## Entries for pointing and labeling
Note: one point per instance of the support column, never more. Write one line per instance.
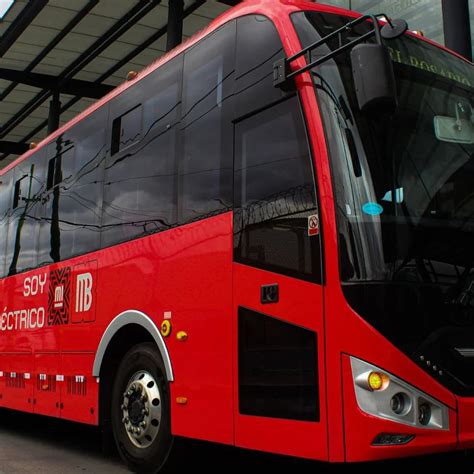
(54, 113)
(175, 24)
(457, 30)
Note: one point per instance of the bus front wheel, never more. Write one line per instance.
(140, 410)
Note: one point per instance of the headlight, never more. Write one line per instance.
(381, 394)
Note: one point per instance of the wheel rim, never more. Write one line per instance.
(141, 409)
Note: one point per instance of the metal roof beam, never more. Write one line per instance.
(53, 43)
(118, 29)
(45, 81)
(19, 25)
(13, 148)
(175, 24)
(152, 39)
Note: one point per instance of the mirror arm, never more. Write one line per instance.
(282, 72)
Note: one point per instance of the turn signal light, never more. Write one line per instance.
(377, 381)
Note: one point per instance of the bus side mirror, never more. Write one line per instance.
(374, 78)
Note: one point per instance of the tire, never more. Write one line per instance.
(140, 410)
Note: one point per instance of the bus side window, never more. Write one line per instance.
(275, 198)
(5, 209)
(140, 186)
(126, 129)
(206, 164)
(23, 229)
(80, 197)
(258, 47)
(59, 169)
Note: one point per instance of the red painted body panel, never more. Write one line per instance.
(301, 304)
(466, 423)
(189, 272)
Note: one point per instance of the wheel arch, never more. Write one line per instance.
(132, 318)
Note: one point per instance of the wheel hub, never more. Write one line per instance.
(141, 409)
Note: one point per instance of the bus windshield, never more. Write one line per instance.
(404, 193)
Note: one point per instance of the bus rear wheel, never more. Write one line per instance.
(140, 410)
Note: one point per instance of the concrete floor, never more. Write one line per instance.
(32, 444)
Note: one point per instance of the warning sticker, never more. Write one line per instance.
(313, 225)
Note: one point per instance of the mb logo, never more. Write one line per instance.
(83, 292)
(59, 296)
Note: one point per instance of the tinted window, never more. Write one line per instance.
(5, 204)
(71, 214)
(140, 190)
(23, 230)
(258, 47)
(206, 168)
(275, 194)
(60, 168)
(127, 129)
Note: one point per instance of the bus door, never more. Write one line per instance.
(278, 300)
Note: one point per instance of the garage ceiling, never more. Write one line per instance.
(48, 43)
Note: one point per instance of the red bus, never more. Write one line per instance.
(264, 240)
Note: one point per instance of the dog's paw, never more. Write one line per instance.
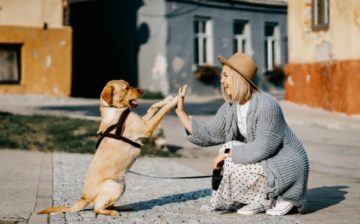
(168, 99)
(174, 101)
(115, 213)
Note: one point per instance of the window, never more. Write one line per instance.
(241, 37)
(272, 45)
(203, 52)
(320, 14)
(10, 63)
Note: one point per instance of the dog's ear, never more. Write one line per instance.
(107, 94)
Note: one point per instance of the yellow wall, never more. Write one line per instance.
(31, 12)
(45, 60)
(340, 42)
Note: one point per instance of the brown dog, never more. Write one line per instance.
(104, 183)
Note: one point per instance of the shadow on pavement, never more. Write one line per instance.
(326, 196)
(176, 198)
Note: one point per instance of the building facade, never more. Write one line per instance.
(35, 48)
(324, 54)
(186, 36)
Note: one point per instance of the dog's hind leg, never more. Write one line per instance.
(109, 195)
(76, 207)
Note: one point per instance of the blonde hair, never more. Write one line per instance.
(242, 90)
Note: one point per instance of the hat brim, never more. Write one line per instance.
(224, 61)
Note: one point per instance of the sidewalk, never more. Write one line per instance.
(331, 140)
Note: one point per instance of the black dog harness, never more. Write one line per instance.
(118, 135)
(118, 132)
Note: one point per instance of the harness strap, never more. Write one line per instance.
(118, 132)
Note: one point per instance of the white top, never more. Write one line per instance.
(241, 113)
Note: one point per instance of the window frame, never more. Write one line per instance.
(272, 48)
(17, 48)
(204, 54)
(315, 23)
(244, 37)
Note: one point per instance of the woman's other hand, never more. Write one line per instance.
(181, 101)
(218, 159)
(180, 110)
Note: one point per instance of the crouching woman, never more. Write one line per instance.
(267, 167)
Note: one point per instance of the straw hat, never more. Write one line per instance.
(242, 64)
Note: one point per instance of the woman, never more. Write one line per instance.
(267, 167)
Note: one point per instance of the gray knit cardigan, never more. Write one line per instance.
(270, 142)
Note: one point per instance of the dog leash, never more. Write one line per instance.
(186, 177)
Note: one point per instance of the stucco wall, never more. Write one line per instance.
(45, 60)
(324, 66)
(31, 12)
(340, 42)
(180, 39)
(152, 54)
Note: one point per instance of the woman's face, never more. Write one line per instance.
(226, 81)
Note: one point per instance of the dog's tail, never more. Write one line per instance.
(76, 207)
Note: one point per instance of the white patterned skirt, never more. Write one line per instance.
(241, 184)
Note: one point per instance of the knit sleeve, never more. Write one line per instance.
(268, 136)
(212, 132)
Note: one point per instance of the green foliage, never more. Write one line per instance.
(53, 133)
(47, 133)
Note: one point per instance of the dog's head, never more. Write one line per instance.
(118, 93)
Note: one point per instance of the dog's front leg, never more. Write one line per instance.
(152, 124)
(155, 108)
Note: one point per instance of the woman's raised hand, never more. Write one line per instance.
(180, 110)
(182, 92)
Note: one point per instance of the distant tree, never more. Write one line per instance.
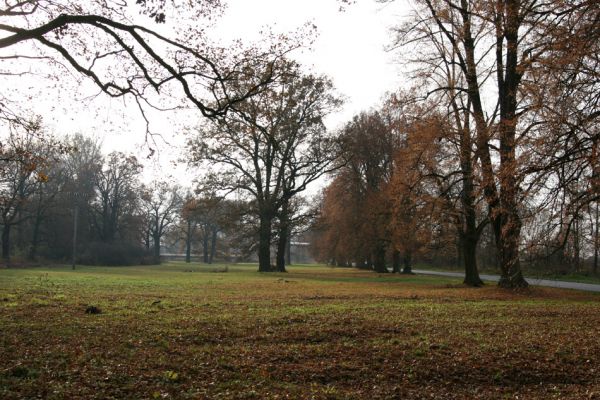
(160, 203)
(22, 172)
(117, 191)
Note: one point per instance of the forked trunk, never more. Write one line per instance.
(188, 243)
(396, 262)
(379, 264)
(264, 244)
(470, 256)
(6, 243)
(407, 263)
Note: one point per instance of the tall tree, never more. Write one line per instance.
(273, 146)
(502, 49)
(117, 188)
(160, 202)
(97, 40)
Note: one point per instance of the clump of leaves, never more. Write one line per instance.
(93, 310)
(171, 376)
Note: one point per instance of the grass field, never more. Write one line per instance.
(181, 331)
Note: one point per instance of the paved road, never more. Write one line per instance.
(532, 281)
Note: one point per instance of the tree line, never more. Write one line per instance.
(493, 144)
(496, 138)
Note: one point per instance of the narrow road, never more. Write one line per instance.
(589, 287)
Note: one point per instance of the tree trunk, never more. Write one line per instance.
(596, 237)
(213, 246)
(470, 255)
(6, 243)
(205, 246)
(188, 242)
(156, 239)
(288, 250)
(264, 243)
(379, 264)
(281, 247)
(407, 263)
(396, 262)
(35, 238)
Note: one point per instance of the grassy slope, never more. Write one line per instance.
(583, 277)
(179, 331)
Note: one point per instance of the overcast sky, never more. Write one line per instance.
(350, 48)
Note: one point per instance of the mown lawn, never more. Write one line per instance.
(191, 331)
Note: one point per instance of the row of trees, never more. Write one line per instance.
(60, 201)
(500, 133)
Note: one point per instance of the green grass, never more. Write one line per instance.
(193, 331)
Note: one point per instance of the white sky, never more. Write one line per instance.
(349, 48)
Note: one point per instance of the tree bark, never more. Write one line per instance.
(205, 246)
(213, 245)
(396, 262)
(264, 243)
(379, 264)
(6, 243)
(281, 249)
(35, 238)
(188, 242)
(156, 240)
(407, 263)
(596, 241)
(470, 256)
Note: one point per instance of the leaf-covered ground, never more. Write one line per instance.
(179, 331)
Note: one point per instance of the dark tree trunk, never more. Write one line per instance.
(205, 246)
(470, 255)
(264, 243)
(282, 243)
(6, 243)
(213, 246)
(407, 263)
(35, 238)
(288, 250)
(156, 240)
(379, 264)
(596, 237)
(281, 247)
(188, 242)
(396, 262)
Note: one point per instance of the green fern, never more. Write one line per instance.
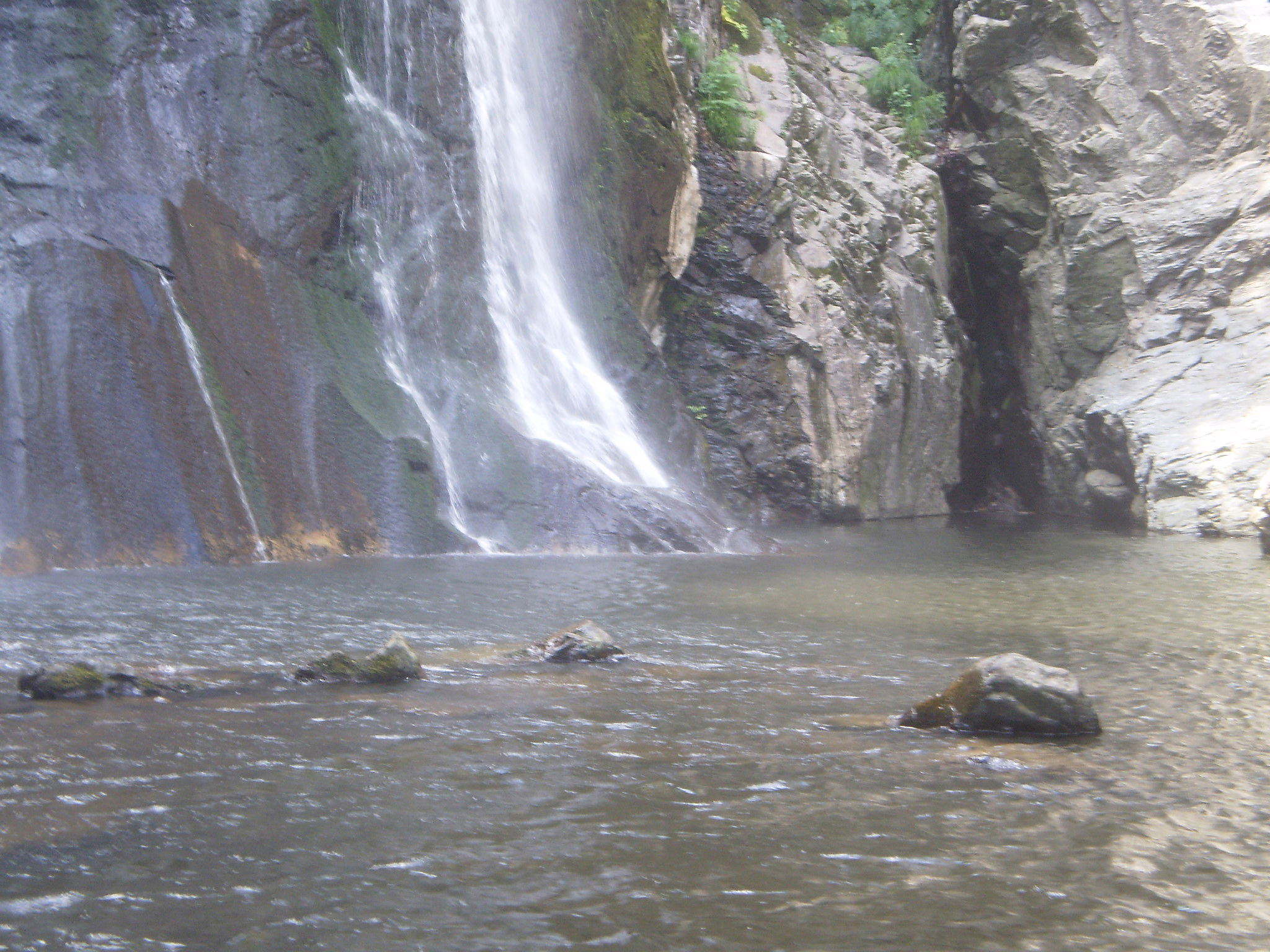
(897, 87)
(719, 97)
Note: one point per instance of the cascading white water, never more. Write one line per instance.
(463, 113)
(554, 381)
(399, 235)
(193, 356)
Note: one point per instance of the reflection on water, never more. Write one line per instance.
(729, 788)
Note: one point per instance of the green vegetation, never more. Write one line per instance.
(719, 97)
(733, 17)
(898, 88)
(742, 27)
(871, 24)
(779, 30)
(887, 30)
(693, 46)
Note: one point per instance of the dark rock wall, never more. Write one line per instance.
(205, 143)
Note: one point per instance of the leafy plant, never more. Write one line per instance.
(733, 18)
(779, 30)
(719, 97)
(870, 24)
(897, 87)
(693, 46)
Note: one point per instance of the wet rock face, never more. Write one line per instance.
(585, 641)
(1009, 695)
(79, 681)
(394, 662)
(1114, 168)
(207, 146)
(810, 333)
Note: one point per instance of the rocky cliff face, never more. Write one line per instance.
(187, 163)
(1110, 188)
(1065, 309)
(812, 332)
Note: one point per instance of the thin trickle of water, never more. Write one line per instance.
(554, 381)
(395, 230)
(13, 430)
(196, 366)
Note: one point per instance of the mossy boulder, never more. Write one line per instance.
(395, 660)
(585, 641)
(79, 679)
(65, 682)
(1009, 695)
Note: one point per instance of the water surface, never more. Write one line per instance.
(727, 788)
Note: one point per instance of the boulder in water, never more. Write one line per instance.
(79, 679)
(395, 660)
(1009, 695)
(585, 641)
(64, 682)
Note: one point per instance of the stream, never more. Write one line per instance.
(730, 786)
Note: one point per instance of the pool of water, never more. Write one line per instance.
(732, 786)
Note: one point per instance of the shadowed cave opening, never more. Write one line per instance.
(1002, 461)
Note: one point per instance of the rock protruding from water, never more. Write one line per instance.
(79, 681)
(395, 660)
(1009, 695)
(585, 641)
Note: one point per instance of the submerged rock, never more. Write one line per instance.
(81, 679)
(1009, 695)
(585, 641)
(64, 682)
(395, 660)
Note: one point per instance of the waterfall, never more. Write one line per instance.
(559, 391)
(196, 367)
(399, 235)
(461, 110)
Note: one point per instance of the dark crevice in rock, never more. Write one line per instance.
(727, 348)
(1002, 459)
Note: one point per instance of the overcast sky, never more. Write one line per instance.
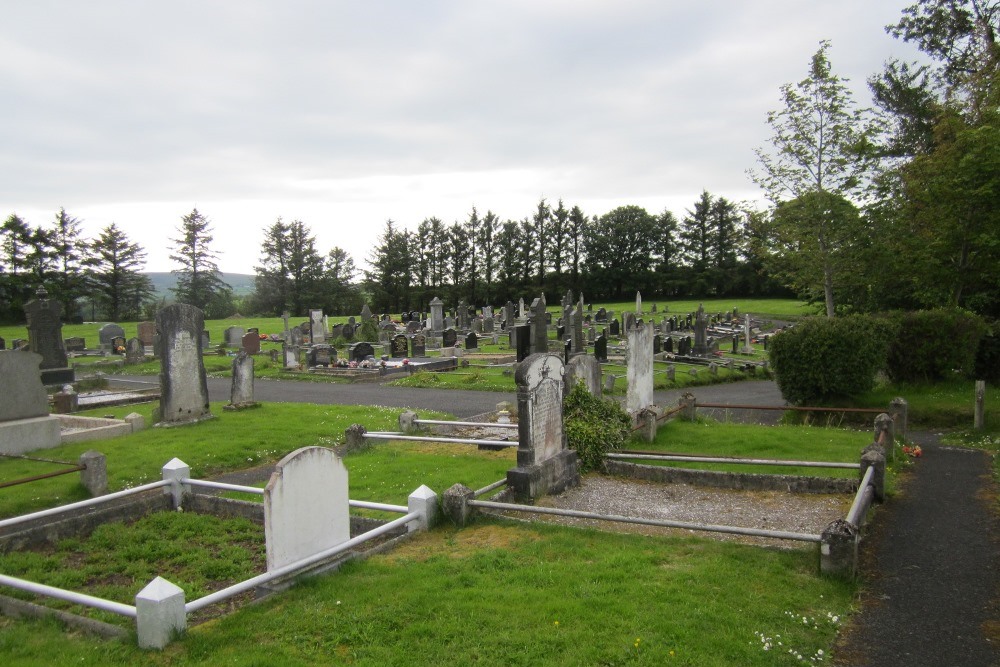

## Work to do
Pick out every line of the listing above that contains the word "green". Case counts.

## Answer for the task
Note: one point per instance of the green foliage, never more. Write one line per instance.
Note: one point per instance of the green grass, never more. Write one line per instance.
Note: one point per instance of the green fern, never more. Write one line per instance.
Note: one point per instance of the green vegetation, never more. Write one line per instance.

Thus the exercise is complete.